Things to do:
1. According to the post on mental illness, where will the first New York branch of Mental Health Mates meet?
2. Write out the section of the post on mental illness starting with "But it still" and going on through "trapped and isolated.".

Here is an article from Quartz.com. It denotes the fact that mentally ill people are all around us and we may never know it. She states that there are many successful and talented people walking around who are depressed. She talks about a group in England that started up to walk together for anyone with a mental illness. It seems that giving this population a sense of community may be beneficial and may help us all to de-stigmatize the mentally ill.
I was pleased to read that she was planning to start a group in New York soon. For most if not all of the mentally ill, there is a terrible sense of loneliness fed by the very illness they are dealing with. I hope that she starts her walking group and that it flourishes and many more groups just like it pop up all over the U.S.
Please read the entire article to see if what she proposes makes good sense to you, too.
- September 11th, 2016
You don’t need to be told that mental illness is very, very common. There are statistics galore: One in five people in the US will experience mental illness this year. When considered over a lifetime, that figure rises to one in four people worldwide.
But it still doesn’t feel very normal. We’re surrounded by millions of people who look great, do brilliantly at work, and walk to the subway every day feeling totally trapped and isolated.
To help change this, my friend and former colleague Bryony Gordon has set up Mental Health Mates, a walking group in the UK for people with mental health issues. This fall, I’m setting up the organization’s first New York branch. We’ll meet at the steps of the Brooklyn Public Library by Prospect Park at 10:30am on the 25th of September. It’s not therapy, there won’t be professional advice, and those who come don’t have to talk about their problems—although of course they’re welcome to do so.

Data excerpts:

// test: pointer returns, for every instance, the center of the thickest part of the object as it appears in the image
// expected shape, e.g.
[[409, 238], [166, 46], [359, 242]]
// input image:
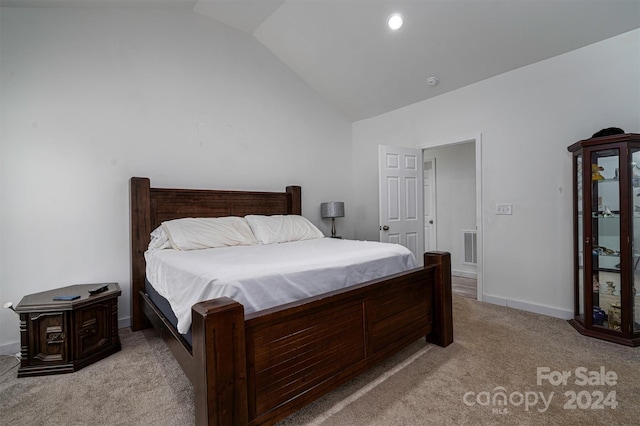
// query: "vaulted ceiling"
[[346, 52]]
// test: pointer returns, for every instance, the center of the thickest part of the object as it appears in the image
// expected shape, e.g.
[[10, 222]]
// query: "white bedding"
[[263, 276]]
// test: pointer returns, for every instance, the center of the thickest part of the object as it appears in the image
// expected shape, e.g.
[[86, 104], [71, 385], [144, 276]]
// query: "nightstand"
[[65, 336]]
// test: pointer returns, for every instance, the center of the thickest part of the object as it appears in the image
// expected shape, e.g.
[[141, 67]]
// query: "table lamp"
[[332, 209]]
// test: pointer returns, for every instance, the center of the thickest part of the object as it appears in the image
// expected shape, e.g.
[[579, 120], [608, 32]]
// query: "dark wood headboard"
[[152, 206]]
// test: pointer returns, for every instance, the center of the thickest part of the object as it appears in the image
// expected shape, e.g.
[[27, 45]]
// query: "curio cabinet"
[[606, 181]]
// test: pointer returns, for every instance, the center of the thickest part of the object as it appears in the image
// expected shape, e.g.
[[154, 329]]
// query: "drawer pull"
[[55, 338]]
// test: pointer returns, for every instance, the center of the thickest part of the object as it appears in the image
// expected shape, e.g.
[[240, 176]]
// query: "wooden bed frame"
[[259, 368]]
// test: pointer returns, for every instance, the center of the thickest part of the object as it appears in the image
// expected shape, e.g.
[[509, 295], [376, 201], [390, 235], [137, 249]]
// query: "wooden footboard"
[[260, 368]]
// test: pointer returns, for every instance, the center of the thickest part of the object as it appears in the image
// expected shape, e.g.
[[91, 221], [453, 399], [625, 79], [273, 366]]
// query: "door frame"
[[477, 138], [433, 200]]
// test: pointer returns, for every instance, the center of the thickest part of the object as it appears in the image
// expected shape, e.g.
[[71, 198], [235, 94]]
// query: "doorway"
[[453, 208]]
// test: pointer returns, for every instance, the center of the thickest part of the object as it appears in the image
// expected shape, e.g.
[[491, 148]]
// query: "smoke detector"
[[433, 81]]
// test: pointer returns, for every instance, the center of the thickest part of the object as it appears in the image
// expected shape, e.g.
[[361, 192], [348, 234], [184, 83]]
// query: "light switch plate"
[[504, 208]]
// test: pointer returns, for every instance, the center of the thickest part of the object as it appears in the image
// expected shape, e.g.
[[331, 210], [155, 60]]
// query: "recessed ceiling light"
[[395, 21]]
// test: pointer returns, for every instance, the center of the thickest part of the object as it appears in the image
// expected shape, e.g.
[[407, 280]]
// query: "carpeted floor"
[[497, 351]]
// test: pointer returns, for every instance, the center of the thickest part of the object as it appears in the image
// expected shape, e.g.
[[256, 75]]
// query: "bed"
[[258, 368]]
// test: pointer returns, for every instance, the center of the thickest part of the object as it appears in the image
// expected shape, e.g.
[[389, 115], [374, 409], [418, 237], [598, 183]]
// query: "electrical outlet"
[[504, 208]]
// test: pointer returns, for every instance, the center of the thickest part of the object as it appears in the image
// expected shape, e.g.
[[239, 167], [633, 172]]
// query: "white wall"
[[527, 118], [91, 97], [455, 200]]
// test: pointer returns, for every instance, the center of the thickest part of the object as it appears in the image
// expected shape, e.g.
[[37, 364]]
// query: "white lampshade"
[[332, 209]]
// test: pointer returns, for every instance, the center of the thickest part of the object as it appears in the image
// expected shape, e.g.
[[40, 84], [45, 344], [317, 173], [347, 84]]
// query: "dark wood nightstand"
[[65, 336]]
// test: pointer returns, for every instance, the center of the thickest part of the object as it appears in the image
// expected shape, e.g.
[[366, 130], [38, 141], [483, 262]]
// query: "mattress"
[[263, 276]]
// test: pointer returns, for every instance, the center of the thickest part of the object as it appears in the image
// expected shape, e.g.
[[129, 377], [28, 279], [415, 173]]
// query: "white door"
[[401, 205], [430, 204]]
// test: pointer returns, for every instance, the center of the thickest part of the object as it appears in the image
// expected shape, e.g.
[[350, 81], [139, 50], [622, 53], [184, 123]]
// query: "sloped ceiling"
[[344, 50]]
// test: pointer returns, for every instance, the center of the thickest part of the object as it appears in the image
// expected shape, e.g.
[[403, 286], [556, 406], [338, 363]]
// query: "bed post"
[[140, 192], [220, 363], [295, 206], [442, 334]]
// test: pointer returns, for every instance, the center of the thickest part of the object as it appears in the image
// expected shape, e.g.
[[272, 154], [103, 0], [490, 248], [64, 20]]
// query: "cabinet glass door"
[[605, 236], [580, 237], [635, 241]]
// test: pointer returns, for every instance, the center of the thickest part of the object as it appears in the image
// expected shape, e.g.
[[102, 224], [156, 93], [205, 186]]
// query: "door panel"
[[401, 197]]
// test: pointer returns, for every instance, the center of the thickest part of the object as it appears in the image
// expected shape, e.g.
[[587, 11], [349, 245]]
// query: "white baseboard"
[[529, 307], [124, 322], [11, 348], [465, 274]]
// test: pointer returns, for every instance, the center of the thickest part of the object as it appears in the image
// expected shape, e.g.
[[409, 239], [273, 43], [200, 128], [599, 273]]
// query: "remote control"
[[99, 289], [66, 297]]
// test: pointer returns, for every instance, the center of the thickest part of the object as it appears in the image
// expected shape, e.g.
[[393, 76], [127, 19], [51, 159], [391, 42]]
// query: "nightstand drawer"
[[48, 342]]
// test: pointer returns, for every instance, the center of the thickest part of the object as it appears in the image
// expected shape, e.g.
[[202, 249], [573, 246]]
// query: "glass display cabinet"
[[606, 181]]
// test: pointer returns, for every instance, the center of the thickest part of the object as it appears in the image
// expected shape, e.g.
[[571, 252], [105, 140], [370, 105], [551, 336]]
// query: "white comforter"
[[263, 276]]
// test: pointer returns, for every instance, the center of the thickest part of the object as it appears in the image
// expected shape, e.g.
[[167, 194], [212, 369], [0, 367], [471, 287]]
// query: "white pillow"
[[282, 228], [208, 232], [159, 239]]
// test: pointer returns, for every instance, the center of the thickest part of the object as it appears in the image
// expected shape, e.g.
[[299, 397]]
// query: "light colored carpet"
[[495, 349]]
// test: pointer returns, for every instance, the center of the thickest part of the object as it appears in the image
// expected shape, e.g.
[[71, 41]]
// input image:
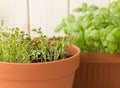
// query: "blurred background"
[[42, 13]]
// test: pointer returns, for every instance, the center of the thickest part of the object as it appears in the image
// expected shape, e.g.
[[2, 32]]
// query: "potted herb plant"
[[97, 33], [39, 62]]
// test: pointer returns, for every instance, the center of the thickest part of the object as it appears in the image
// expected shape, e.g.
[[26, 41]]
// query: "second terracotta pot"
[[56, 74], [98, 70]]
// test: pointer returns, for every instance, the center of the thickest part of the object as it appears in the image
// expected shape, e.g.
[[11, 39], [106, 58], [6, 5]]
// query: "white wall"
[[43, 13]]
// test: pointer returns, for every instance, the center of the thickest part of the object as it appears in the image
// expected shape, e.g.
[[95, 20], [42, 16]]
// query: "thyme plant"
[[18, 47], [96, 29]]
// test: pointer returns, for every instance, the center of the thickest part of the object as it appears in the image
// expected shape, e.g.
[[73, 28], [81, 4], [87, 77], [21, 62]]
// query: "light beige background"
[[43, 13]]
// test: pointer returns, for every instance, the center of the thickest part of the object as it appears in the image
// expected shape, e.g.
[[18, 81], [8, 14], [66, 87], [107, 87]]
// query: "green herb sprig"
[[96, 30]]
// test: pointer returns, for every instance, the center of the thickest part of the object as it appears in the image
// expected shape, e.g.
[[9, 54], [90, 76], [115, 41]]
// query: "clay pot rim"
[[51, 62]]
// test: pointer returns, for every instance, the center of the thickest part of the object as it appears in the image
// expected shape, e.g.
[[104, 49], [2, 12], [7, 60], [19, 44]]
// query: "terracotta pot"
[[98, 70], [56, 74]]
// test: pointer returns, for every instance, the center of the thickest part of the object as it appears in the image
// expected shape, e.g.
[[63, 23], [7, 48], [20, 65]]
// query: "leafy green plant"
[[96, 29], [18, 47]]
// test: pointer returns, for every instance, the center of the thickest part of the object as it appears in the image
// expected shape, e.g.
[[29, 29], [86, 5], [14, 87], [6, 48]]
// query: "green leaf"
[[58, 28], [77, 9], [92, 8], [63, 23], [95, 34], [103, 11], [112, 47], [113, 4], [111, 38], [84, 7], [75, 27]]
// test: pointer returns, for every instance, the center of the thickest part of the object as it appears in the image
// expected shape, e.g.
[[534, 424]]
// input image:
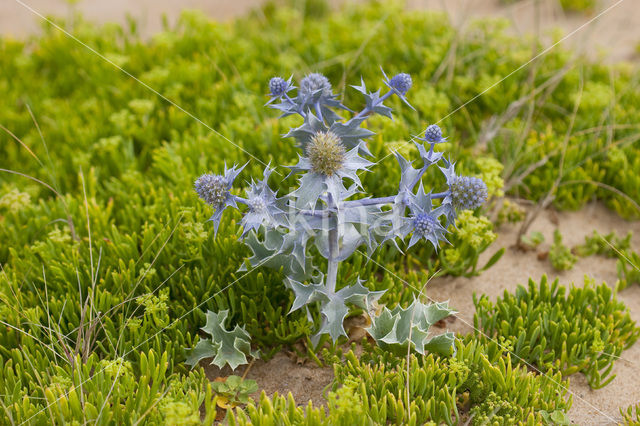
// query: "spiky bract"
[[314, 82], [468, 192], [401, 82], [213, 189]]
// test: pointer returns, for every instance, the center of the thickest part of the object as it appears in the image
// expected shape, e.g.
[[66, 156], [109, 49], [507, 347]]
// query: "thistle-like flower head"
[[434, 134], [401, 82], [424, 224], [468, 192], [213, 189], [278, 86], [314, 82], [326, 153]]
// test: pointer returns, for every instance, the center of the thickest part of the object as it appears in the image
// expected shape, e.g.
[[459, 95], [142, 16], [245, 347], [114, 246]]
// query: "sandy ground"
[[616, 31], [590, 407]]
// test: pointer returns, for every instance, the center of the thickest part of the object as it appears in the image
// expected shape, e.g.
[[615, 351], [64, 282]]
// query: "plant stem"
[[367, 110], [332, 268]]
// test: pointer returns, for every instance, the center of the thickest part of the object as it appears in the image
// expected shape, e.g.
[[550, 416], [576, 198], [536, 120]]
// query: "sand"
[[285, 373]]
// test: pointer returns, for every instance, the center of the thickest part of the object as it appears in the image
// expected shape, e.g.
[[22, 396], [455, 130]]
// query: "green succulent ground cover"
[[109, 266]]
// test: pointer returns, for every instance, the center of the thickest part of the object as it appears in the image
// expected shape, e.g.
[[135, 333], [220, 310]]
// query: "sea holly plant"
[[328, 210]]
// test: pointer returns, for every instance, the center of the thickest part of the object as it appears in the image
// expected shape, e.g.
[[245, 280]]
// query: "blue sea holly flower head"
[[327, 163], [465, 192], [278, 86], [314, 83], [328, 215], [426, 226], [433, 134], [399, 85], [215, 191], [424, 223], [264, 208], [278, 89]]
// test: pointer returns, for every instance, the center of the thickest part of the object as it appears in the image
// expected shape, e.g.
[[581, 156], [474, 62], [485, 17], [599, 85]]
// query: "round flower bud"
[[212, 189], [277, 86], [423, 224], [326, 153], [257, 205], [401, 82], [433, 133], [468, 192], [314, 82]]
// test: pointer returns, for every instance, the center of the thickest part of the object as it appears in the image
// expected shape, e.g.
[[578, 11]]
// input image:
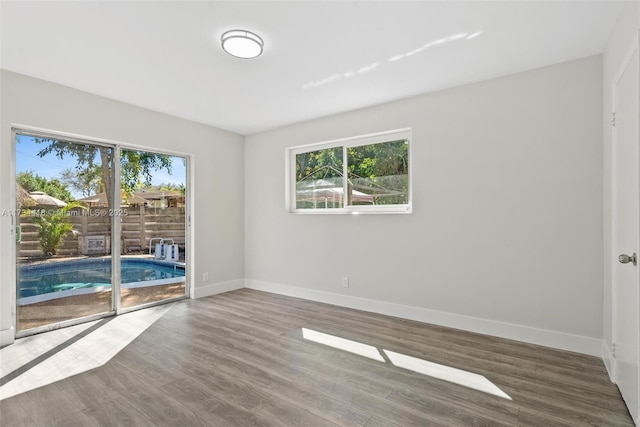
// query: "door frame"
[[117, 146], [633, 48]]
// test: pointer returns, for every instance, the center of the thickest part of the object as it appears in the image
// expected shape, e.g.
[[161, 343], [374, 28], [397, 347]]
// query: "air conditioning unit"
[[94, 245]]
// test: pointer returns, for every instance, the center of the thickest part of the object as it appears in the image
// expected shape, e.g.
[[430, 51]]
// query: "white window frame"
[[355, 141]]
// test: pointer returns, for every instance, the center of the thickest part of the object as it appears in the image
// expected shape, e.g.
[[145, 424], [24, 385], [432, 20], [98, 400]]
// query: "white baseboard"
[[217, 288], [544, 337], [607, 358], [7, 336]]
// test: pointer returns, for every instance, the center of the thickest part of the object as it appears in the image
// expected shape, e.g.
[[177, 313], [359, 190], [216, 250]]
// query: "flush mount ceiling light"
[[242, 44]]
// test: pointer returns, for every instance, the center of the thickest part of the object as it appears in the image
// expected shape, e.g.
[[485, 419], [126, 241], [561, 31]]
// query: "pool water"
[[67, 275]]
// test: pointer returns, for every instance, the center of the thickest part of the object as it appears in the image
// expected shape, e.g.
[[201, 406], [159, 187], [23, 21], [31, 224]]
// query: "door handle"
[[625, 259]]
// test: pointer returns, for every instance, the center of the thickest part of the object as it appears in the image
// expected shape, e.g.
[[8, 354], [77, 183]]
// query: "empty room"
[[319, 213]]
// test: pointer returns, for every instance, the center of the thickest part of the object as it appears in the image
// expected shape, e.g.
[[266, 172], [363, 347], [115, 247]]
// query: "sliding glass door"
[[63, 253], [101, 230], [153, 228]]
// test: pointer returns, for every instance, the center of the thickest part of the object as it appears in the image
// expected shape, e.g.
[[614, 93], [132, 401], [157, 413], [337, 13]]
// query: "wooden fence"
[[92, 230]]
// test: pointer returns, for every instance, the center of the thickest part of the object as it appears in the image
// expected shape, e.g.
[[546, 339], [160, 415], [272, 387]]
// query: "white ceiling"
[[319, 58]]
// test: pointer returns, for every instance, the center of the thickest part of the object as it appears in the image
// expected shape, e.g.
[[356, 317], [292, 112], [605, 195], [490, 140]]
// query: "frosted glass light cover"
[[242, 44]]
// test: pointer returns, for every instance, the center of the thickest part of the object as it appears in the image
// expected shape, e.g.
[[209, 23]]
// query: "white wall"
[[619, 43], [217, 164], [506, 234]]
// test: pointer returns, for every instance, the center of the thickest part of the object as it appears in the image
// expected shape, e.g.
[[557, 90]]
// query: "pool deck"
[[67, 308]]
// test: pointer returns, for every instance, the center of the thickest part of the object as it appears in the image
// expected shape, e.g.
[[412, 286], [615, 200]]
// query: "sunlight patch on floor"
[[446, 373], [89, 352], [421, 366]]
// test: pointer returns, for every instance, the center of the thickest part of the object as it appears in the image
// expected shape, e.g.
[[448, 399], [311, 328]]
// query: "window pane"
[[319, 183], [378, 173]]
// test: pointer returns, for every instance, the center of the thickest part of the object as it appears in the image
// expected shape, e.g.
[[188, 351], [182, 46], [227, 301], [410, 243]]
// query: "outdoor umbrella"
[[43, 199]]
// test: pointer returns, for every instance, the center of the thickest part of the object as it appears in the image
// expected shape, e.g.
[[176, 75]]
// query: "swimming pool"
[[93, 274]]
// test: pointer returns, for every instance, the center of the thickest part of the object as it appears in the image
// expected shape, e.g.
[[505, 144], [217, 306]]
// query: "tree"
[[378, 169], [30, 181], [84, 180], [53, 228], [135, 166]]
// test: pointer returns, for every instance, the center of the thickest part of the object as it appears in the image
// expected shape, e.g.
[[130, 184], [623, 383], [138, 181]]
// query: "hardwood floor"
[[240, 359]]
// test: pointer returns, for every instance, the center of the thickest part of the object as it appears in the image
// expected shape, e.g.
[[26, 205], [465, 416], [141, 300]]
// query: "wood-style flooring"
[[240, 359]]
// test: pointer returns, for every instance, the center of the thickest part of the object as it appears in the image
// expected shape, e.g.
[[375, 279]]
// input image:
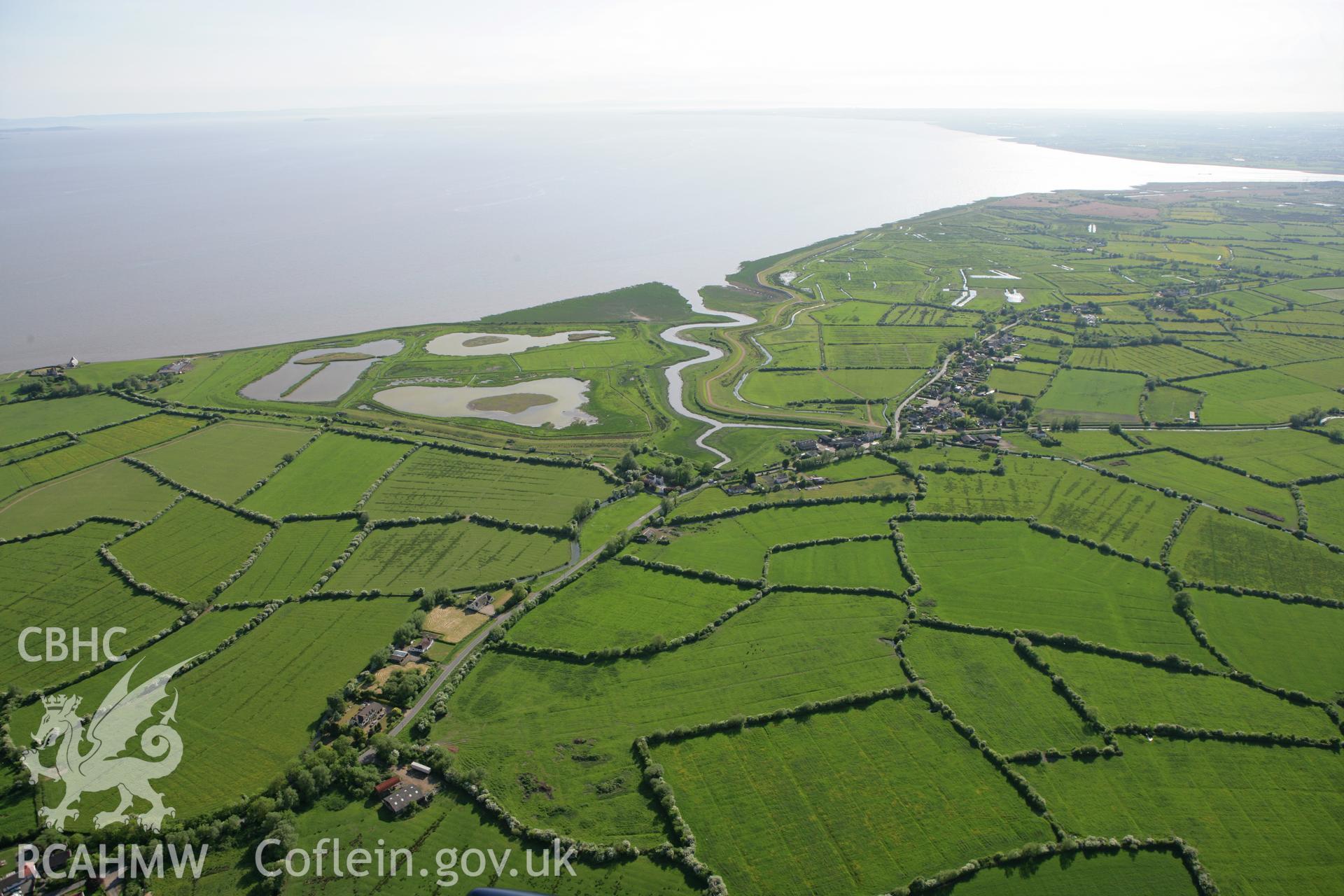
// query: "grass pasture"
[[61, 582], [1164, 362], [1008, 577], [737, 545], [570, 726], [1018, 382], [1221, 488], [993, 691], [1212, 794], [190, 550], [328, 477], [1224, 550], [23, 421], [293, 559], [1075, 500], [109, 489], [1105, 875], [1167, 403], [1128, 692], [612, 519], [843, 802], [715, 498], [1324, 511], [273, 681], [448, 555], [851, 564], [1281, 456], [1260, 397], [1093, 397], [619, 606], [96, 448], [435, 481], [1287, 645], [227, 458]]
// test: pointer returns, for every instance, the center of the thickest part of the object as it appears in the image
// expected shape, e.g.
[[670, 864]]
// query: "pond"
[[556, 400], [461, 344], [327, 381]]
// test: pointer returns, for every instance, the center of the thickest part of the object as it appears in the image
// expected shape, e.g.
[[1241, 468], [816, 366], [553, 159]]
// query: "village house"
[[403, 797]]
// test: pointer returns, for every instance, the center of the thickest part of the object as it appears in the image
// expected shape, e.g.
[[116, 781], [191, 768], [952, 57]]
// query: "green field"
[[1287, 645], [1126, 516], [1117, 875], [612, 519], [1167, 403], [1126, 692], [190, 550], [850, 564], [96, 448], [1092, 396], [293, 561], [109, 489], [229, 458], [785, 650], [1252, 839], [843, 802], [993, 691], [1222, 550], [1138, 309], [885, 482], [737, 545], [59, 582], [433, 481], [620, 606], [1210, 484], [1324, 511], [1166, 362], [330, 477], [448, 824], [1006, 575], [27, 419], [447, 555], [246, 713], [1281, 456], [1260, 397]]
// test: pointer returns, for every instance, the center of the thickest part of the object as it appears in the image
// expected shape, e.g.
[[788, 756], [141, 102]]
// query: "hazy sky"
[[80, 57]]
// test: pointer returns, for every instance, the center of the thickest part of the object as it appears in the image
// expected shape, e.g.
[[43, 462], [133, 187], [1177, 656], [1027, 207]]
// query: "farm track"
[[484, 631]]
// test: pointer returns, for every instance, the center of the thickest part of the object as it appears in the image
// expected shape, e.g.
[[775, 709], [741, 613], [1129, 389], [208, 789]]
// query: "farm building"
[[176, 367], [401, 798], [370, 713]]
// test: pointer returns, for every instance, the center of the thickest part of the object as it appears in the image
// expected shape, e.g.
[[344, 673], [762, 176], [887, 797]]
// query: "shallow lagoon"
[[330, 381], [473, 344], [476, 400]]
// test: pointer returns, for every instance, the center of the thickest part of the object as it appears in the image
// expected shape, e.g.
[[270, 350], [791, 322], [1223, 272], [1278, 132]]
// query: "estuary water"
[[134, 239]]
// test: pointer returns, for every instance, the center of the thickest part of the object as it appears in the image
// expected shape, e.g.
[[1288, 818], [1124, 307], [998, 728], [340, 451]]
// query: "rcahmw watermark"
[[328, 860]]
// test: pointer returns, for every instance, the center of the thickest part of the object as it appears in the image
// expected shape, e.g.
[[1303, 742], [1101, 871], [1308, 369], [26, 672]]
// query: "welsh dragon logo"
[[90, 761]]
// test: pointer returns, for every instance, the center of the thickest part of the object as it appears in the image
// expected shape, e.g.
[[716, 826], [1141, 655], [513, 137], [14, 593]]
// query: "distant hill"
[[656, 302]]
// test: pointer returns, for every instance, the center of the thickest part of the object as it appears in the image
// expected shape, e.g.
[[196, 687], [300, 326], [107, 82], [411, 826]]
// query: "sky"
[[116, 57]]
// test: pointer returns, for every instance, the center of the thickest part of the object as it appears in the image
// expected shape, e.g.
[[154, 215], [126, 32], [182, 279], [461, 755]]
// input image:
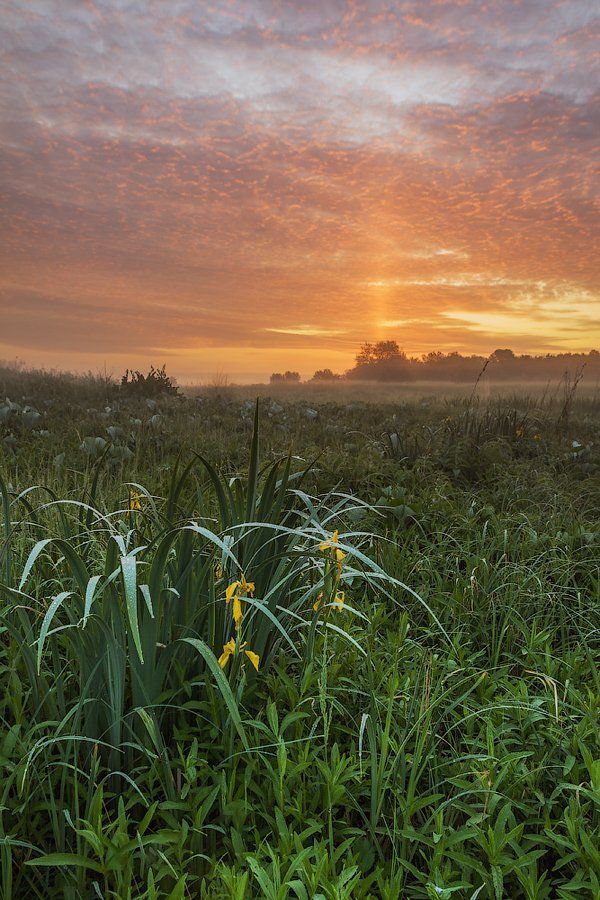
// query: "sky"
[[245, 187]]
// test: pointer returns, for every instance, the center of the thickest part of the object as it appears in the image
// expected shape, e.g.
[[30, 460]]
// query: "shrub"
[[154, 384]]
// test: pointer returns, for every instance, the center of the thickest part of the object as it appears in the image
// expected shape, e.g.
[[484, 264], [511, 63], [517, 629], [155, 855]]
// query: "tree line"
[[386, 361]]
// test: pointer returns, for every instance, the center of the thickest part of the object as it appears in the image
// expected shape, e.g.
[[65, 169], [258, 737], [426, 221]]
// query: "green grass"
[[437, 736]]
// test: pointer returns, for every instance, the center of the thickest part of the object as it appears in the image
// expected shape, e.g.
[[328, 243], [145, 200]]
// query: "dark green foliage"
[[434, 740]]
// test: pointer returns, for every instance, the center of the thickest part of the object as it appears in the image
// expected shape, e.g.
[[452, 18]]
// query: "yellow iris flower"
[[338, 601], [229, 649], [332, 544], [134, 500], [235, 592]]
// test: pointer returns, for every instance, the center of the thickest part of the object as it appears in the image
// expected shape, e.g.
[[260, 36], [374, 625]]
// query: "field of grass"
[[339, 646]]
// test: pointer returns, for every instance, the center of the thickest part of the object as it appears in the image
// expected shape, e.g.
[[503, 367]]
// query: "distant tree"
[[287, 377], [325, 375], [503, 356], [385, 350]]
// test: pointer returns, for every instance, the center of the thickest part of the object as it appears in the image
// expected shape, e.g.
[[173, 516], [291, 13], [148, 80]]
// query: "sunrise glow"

Task solutions:
1. At the steps of the Brooklyn Public Library by Prospect Park.

2.
But it still doesn’t feel very normal. We’re surrounded by millions of people who look great, do brilliantly at work, and walk to the subway every day feeling totally trapped and isolated.